§ **Aim**
Which lines in the records below contain the string "grassy", matching case exactly? Copy each such line in full.

§ **Dataset rows**
╔══
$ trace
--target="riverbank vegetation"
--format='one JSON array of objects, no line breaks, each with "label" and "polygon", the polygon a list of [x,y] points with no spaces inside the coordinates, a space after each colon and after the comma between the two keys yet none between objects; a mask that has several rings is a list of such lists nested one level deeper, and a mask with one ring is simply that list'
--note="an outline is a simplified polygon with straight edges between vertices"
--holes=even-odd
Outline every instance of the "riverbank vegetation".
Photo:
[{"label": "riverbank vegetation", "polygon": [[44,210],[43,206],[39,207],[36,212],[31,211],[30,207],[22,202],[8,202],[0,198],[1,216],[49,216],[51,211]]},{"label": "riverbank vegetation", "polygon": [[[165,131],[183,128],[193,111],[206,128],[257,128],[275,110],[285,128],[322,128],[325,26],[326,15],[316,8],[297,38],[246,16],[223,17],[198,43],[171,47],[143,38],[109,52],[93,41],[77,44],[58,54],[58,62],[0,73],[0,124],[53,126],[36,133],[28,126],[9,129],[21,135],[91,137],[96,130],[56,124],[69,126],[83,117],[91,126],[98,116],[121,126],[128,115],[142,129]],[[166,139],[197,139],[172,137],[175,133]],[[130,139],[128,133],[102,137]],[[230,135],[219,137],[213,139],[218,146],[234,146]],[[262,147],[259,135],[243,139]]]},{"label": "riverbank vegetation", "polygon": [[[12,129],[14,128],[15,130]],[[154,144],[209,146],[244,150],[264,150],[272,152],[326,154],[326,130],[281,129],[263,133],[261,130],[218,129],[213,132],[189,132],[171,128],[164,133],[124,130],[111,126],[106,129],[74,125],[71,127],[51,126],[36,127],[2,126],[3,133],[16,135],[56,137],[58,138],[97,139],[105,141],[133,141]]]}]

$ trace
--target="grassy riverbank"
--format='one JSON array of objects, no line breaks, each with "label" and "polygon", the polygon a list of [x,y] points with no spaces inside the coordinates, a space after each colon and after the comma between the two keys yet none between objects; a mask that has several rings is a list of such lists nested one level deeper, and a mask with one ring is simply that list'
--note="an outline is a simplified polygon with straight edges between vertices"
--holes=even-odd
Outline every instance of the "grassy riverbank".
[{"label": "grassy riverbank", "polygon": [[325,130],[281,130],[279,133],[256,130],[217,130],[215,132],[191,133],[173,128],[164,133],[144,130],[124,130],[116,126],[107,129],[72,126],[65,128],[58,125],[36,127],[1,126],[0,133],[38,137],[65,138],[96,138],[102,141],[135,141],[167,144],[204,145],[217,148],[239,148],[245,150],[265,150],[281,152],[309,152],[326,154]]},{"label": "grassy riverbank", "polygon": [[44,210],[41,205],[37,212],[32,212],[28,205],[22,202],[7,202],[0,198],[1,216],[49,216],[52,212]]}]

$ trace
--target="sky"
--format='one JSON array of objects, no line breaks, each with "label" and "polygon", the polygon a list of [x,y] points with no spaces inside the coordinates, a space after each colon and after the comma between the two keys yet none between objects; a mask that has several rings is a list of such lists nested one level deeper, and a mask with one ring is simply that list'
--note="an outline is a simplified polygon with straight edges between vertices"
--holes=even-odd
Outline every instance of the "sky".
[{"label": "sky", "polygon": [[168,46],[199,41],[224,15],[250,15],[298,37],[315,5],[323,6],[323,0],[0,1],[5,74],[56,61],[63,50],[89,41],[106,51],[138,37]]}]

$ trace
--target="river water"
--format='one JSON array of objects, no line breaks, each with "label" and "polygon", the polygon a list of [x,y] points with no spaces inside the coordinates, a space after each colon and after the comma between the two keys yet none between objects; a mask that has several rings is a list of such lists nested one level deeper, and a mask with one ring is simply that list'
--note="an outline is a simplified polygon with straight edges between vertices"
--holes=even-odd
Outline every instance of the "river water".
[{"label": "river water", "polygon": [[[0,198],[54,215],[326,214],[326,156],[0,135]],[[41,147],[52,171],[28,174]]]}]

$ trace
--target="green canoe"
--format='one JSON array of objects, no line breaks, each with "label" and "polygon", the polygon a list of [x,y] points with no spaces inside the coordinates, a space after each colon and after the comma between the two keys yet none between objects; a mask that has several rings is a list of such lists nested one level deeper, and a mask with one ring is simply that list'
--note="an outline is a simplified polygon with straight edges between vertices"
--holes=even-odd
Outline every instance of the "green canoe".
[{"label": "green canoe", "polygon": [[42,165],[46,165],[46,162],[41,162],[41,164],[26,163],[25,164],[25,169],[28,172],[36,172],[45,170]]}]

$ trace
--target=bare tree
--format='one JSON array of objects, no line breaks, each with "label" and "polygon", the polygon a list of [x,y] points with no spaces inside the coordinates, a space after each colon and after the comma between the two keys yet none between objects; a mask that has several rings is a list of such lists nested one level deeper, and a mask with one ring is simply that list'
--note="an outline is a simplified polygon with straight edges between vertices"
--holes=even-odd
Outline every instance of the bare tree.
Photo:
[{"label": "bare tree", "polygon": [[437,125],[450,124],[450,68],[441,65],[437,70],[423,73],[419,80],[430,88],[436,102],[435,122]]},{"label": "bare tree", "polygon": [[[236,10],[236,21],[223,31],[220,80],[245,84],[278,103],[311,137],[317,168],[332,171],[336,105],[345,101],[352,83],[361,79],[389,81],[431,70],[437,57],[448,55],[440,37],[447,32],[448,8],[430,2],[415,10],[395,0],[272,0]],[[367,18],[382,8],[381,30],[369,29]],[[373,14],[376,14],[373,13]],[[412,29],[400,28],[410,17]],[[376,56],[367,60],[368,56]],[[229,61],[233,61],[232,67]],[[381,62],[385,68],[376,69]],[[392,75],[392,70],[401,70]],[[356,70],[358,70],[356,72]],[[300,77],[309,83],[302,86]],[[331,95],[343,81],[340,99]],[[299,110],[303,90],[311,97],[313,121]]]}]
╚══
§ **Answer for this exercise**
--target="grassy riverbank"
Outline every instance of the "grassy riverbank".
[{"label": "grassy riverbank", "polygon": [[325,130],[281,130],[279,133],[256,130],[217,130],[215,132],[191,133],[173,128],[164,133],[144,130],[124,130],[116,126],[107,129],[72,126],[65,128],[58,125],[36,127],[1,126],[0,133],[38,137],[65,138],[96,138],[102,141],[135,141],[167,144],[204,145],[217,148],[239,148],[245,150],[265,150],[281,152],[309,152],[326,154]]},{"label": "grassy riverbank", "polygon": [[44,210],[41,205],[37,212],[32,212],[28,205],[22,202],[7,202],[0,198],[1,216],[49,216],[52,212]]}]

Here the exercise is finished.